* Text excerpt
==========

Both of my grandfathers died when I was a baby, so I don't remember them at all.

My maternal grandmother spoke broken English and was a very plain cook. "Boiled chicken" is a good description of most of the dinners I remember eating at her house. With boiled carrots and boiled potatoes. She always went to the live chicken market to purchase her chickens; I hated going there because of the smell!

The two good things I remember from her house were the toast -- made on an A-frame electric toaster and better than any toast I've eaten since -- and a dish she sometimes used to make by stuffing the skin of the chicken neck with AFAIK farina; it was like a white sausage.

==========

* Recorded information
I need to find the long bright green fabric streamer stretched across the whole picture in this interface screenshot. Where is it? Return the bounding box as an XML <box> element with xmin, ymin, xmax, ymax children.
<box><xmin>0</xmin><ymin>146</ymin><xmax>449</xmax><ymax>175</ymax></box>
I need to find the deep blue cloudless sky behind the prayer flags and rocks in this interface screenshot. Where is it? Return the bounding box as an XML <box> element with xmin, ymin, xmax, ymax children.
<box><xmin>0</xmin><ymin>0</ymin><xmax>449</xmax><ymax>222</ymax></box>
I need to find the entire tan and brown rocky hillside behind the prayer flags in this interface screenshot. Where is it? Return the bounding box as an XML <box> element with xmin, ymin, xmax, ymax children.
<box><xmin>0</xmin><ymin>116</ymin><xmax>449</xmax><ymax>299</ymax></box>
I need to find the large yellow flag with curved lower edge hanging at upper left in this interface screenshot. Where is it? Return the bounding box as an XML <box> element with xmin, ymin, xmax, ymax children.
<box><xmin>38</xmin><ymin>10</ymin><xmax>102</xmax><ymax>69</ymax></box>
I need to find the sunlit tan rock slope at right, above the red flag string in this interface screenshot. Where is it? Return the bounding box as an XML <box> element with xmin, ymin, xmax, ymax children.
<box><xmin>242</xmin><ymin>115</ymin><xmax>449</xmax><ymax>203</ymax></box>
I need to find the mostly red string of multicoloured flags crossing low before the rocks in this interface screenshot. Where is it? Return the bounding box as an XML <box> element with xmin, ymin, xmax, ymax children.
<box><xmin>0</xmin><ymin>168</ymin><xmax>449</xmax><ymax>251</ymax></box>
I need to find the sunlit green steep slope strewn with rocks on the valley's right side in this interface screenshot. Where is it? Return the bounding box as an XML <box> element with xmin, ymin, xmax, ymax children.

==========

* Problem 1
Repeat word for word the part of the recollection about the grandmother's cooking that begins at the words "My maternal grandmother" and stops after the words "a white sausage.".
* Problem 2
Pick up the recollection of the grandmother's cooking after its final sentence and continue it.
The listing is separate material, distinct from the recollection of a grandmother's cooking.

* Task answer 1
My maternal grandmother spoke broken English and was a very plain cook. "Boiled chicken" is a good description of most of the dinners I remember eating at her house. With boiled carrots and boiled potatoes. She always went to the live chicken market to purchase her chickens; I hated going there because of the smell!

The two good things I remember from her house were the toast -- made on an A-frame electric toaster and better than any toast I've eaten since -- and a dish she sometimes used to make by stuffing the skin of the chicken neck with AFAIK farina; it was like a white sausage.

* Task answer 2
My paternal grandmother, on the other hand, was a fantastic cook, although she had a limited repertoire. At one point in her life, she'd run a boarding house in the Catskills, and later owned a farm. She used to prepare the annual Thanksgiving dinners at my house. She'd come over the night before and chop the ingredients for the stuffing -- onions, celery, roast chestnuts -- in a wodden chopping bowl she held in her ample lap. She made wonderful candied sweet potatoes (I still use her recipe), and lattice-crust apple pies with incredibly flaky crusts. Once, when I mentioned those pies admiringly to my father, he said dryly, "Well, when you bake half a dozen pies a day to feed the farm hands, you get pretty good at it pretty quick."

She must've had an adventurous palate for her time, because my father remembers eating Chinese food as a child, and at another point in her life, she hosted a Japanese houseguest (a friend of my uncle's) for several months. I also recall fondly that she always kept a mason jar filled with chocolate chips, which she'd dole out evenly to my sister and me whenever we'd visit. In her later years, she became a fan of Gaylord Hauser and followed some of his dietary recommendations.


"She sells shiso by the seashore."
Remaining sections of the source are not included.